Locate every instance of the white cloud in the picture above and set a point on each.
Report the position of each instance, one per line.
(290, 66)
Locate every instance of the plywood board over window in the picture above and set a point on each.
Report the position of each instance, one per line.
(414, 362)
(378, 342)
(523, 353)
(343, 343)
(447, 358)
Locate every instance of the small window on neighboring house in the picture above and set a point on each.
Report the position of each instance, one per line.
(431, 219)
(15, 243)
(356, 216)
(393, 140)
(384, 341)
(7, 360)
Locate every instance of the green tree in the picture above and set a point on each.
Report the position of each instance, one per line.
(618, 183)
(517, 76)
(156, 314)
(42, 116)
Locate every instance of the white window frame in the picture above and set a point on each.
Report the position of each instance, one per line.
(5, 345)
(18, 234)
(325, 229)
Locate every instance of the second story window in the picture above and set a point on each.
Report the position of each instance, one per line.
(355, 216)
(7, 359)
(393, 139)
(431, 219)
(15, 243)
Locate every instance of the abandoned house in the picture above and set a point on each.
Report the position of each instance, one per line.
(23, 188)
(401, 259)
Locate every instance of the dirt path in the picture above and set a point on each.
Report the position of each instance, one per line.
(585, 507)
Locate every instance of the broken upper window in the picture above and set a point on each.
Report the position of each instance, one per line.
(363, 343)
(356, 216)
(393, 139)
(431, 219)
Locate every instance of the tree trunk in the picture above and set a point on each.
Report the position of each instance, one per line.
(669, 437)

##############################

[Requirement]: Rewrite the records from the line containing "Locate every instance of the abandoned" through the end of the records, keeping the requests, and decrease every coordinate in the answers by 44.

[Full answer]:
Locate every instance of the abandoned house in the picture above and set a point on each.
Report the position of each instance, one per line.
(-21, 144)
(357, 215)
Locate every instance of the dirt path in the picture above and set a point on each.
Report the position of each instance, one per line.
(541, 463)
Locate every instance of the broken upper window in the picture above and set a point on each.
Report the position of each instance, one per line.
(319, 299)
(312, 172)
(349, 95)
(387, 175)
Locate every instance of the tree trunk in the picture above and set a point on each.
Report the position of each instance, one per line.
(625, 393)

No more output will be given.